**EXERCISE DIRECTIONS**
Please convert every line of the data below into a JSON list of strings, one string per line, leaving out any blank lines.

==== INPUT ROWS

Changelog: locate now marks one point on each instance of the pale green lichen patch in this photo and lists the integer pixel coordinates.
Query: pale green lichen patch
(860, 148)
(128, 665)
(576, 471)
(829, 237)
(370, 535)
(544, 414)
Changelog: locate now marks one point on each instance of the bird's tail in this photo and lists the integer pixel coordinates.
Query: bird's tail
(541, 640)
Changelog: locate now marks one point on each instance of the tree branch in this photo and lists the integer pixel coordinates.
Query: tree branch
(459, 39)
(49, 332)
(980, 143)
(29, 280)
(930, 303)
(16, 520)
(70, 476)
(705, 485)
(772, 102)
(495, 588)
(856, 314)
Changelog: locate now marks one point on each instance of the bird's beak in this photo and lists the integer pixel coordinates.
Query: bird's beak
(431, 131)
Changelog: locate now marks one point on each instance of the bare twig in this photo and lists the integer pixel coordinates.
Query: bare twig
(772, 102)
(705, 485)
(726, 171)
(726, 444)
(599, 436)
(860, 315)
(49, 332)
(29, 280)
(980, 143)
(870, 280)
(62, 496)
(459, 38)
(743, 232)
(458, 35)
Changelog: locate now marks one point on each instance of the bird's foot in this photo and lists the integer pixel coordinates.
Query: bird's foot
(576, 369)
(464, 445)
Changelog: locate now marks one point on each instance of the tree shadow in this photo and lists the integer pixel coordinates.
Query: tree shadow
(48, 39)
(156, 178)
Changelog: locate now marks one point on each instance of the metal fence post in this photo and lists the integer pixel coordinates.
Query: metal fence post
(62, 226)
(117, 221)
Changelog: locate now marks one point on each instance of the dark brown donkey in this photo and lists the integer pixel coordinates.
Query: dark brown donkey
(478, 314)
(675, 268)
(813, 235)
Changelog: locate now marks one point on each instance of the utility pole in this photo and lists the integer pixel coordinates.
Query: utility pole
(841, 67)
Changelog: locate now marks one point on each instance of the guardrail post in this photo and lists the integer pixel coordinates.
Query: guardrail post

========

**EXPECTED ANSWER**
[
  "Changelog: locate now marks one point on each instance of the pale green lichen patch in this photo and lists the integer pixel coordinates.",
  "Query: pale green lichen patch",
  "(860, 148)",
  "(128, 665)",
  "(576, 471)",
  "(829, 237)",
  "(370, 535)",
  "(544, 414)",
  "Changelog: locate now marks one point on each instance of the bird's tail in this photo and lists the integer pixel coordinates.",
  "Query: bird's tail",
  "(541, 640)",
  "Changelog: locate now marks one point on each instance of the tree branch in this photo and lists the integer pixel coordinates.",
  "Query: tree branch",
  "(459, 39)",
  "(49, 332)",
  "(980, 143)",
  "(29, 280)",
  "(930, 303)",
  "(16, 520)",
  "(70, 476)",
  "(705, 485)",
  "(772, 102)",
  "(495, 588)",
  "(856, 314)",
  "Changelog: locate now marks one point on each instance of the bird's beak in this photo and lists the integer pixel coordinates.",
  "Query: bird's beak",
  "(431, 131)",
  "Changelog: locate now marks one point on each instance of the bare twig in this photo and lists the integer pixel coordinates.",
  "Query: bare twig",
  "(772, 102)",
  "(705, 485)",
  "(726, 171)",
  "(726, 444)",
  "(599, 436)",
  "(860, 315)",
  "(49, 332)",
  "(29, 280)",
  "(980, 143)",
  "(870, 280)",
  "(62, 496)",
  "(459, 38)",
  "(743, 232)",
  "(458, 35)",
  "Changelog: locate now marks one point on each instance of the bird's foot in this photo and lists the integer pixel coordinates.",
  "Query: bird's foot",
  "(576, 369)",
  "(464, 445)",
  "Changelog: locate now marks one point on each instance of the tree shadow in this photo and lists the integer pixel coordinates.",
  "Query: tree shadow",
  "(48, 39)",
  "(156, 178)",
  "Changelog: locate now marks one point on each instance of the metal fence post in this photo and lists the integer pixel coordinates.",
  "Query: metal fence post",
  "(62, 226)",
  "(117, 221)",
  "Changelog: locate now marks one point on each instance of the dark brown donkey in this photo and lists the integer pixel coordinates.",
  "Query: dark brown donkey",
  "(478, 314)",
  "(675, 268)",
  "(813, 235)",
  "Changelog: locate now marks one point on each instance of the utility pole in this photo and lists the integer pixel coordinates.",
  "Query: utility pole",
  "(841, 67)",
  "Changelog: locate now marks one point on each instance of the guardrail post in this photo and lists the integer pixel coordinates.",
  "Query: guardrail post"
]